Task instructions: Print the data exactly, leaving nothing out.

━━ Data excerpts ━━

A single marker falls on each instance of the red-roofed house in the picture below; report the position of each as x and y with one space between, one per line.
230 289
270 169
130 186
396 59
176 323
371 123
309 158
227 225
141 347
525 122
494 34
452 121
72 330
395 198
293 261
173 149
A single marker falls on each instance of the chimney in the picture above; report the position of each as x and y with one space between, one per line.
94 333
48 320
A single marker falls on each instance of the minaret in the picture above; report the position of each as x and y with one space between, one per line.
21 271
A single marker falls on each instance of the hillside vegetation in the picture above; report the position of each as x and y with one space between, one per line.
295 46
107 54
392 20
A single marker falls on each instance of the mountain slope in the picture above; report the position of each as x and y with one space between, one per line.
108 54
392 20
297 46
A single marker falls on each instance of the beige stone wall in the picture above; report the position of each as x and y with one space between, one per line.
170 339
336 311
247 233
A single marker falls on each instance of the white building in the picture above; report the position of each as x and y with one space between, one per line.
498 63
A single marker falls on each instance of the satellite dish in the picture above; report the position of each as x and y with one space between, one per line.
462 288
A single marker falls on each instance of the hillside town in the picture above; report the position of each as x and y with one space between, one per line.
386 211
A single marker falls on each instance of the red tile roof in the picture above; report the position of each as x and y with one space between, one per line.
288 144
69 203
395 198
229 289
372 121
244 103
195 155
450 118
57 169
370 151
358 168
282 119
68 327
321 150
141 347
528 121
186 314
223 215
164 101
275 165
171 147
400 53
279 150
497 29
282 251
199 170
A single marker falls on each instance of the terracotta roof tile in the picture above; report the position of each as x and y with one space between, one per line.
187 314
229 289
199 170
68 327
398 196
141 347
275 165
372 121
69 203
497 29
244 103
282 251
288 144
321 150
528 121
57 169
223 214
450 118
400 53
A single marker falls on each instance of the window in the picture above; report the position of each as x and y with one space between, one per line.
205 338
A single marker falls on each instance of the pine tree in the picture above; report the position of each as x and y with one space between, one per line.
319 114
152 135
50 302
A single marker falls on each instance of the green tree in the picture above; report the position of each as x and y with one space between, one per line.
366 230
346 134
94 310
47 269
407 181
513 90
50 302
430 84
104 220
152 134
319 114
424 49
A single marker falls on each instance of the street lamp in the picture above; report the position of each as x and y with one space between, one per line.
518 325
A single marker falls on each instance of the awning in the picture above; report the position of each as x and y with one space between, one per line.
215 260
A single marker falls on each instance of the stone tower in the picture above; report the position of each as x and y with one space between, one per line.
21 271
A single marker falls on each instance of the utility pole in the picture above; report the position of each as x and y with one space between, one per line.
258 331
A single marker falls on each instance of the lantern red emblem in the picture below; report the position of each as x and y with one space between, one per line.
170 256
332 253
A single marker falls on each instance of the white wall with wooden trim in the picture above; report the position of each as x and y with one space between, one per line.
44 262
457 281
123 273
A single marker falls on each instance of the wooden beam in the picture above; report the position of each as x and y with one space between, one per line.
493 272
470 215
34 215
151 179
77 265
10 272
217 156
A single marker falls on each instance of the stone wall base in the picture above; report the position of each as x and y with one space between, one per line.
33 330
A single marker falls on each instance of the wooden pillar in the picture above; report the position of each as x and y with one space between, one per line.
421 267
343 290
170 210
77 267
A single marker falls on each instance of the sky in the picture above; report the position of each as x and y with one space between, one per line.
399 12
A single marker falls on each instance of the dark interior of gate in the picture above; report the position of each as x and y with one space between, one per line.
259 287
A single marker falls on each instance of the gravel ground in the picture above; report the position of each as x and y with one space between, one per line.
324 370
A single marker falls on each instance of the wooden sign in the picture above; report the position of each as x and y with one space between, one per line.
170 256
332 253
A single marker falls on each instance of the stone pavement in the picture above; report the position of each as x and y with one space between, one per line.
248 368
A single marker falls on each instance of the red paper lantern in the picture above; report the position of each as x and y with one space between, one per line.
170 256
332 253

━━━

Exercise result:
A single marker falls on each instance of the red-roofed house in the picture below; report the position of each as x and y with one space between, one per line.
230 289
270 169
130 186
396 59
176 323
371 123
309 158
227 225
141 347
525 122
494 34
452 121
72 330
395 198
293 261
173 149
A single marker falls on each instance of the chimney in the picture above; report the position of each as x and y with one space between, one per line.
94 333
48 320
A single marker falls on each instance of the minaret in the picture above; report the position of each as x and y with one space between, one per line.
21 271
A single marker falls on each instance of the hillside vegetation in the picture above; report the position of each as x and y with one space between, one per line.
295 46
107 54
392 20
A single marker falls on each instance of the mountain slope in the picture above; report the position of each as x and y with one space between, one per line.
108 54
392 20
297 46
A single marker falls on each instance of the beige stone wall in the picture above; report the position of each as x and y with one space between, one per line.
170 339
336 311
247 233
A single marker falls on each instance of the white building in the picture above; report the position of each as x and y with one space between, one per line.
498 63
A single marker falls on each instance of the satellite dish in the picture above; report the position of each as x and y with one space between, one per line.
462 288
A single marker falls on each instance of the hillside town in the picture above; report the position of each as x and y with one space between, one per line.
386 211
A single marker falls on each instance of the red tile roof in the picture above; report the position of each as x and y with one space between, one per line.
288 144
69 203
395 198
229 289
372 121
244 103
195 155
450 118
57 169
370 151
358 168
282 119
68 327
321 150
141 347
528 121
186 314
223 215
164 101
275 165
171 147
400 53
279 150
497 29
282 251
199 170
A single marker falls on each instance of the terracotta roof tile in the picture above; report the position of each as x and y with one space between, one per line.
187 314
229 289
199 170
68 327
398 196
141 347
275 165
372 121
69 203
497 29
244 103
282 251
288 144
321 150
528 121
57 169
223 214
450 118
400 53
A single marker falls on each instance of the window in the picture above; report the position of each as x and y with one space between, one per line.
205 338
A single marker falls on each instance of the pine tree in the picture above; report the position of each as x and y with one space between, one per line.
319 114
152 135
50 302
A single marker falls on each instance of the green tree in the picture above; report the position of each as x and y with one space between, one per line.
366 230
346 134
94 310
47 269
407 181
513 90
50 302
430 84
104 220
152 134
319 114
424 49
A single marker falls on each instance of the street lamp in the picture above; report the position of each as x and y with one space between, one per line.
518 325
A single marker falls on each instance of the awning in the picture above; report the position of each as x and y with one space between, one per line.
215 260
A single marker falls on each instance of the stone tower in the picture above; report the position of each as x and y with one space between, one per line.
21 271
A single marker falls on each instance of the utility pole in the picture above; report the position of each as x and y with one space between, one per line.
258 331
A single marker falls on each instance of the lantern red emblem in the picture below; report the position of each as x and y with one space between, one per line.
170 256
332 253
A single marker falls on each instance of the white wall with wooden trim in the picture above; report the position of each as x and y with one space between, one per line.
44 262
457 281
123 273
A single marker falls on each instance of the wooden beam in the picture above; report the position of each as x and y with one space between, one per line.
493 272
470 215
34 215
151 179
77 265
10 272
217 156
A single marker falls on each instance of the stone wall base in the picture above; report the position of each as x and y with one space between, one per line.
33 330
A single marker falls on each instance of the wooden pillar in the picture above; report the position of each as x and y with one space between, one per line.
421 267
343 290
170 210
77 267
A single marker falls on each instance of the sky in the picture above; report the position of each as x and y with one space between, one per line.
399 12
A single marker falls on each instance of the dark interior of gate in the picture above; report the position of each as x and y with one space between, one per line.
259 287
A single marker falls on each instance of the gravel ground in the picture above; report the position of each as x and y with one space between, one per line.
324 370
A single marker falls on each instance of the wooden sign in the picture above; report the position of each as x and y with one space between, one per line.
170 256
332 253
A single marker falls on each instance of the stone pavement in the picture above; report the position of each as x and y with one space between, one per line.
248 368
A single marker falls on each instance of the red paper lantern in the picture above; report the position of each as x and y with one space between, one per line.
170 256
332 253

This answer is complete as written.